• _Your assignment_
Check each line of the entries. Copy the ones that contain the string "windshield".

• _Exercise inputs_
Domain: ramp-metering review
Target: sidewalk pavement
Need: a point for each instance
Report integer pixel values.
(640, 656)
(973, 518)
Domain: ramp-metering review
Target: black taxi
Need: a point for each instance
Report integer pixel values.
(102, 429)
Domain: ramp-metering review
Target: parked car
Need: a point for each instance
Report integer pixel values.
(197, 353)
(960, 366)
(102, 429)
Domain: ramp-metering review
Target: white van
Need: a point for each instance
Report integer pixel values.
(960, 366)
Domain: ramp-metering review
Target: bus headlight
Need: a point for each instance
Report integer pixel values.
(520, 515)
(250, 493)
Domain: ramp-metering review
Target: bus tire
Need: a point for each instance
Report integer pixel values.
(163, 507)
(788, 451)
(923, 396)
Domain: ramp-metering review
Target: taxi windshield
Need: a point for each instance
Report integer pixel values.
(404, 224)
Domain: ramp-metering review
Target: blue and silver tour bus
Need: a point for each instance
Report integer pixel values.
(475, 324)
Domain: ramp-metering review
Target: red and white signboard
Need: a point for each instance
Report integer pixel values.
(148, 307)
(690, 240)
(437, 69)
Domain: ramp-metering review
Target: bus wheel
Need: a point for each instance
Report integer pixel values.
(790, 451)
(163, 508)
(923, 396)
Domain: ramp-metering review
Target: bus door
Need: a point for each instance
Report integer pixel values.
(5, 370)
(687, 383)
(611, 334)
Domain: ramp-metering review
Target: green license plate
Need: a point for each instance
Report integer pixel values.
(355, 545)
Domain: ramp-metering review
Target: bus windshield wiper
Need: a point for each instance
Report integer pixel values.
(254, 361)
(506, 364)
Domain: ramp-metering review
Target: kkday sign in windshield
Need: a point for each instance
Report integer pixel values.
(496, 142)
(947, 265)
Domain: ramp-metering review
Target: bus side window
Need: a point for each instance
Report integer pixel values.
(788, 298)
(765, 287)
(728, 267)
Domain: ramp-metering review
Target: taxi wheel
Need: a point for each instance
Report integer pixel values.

• _Solution below_
Target: taxi windshield
Target: bus windshield wiper
Target: kkday sign in windshield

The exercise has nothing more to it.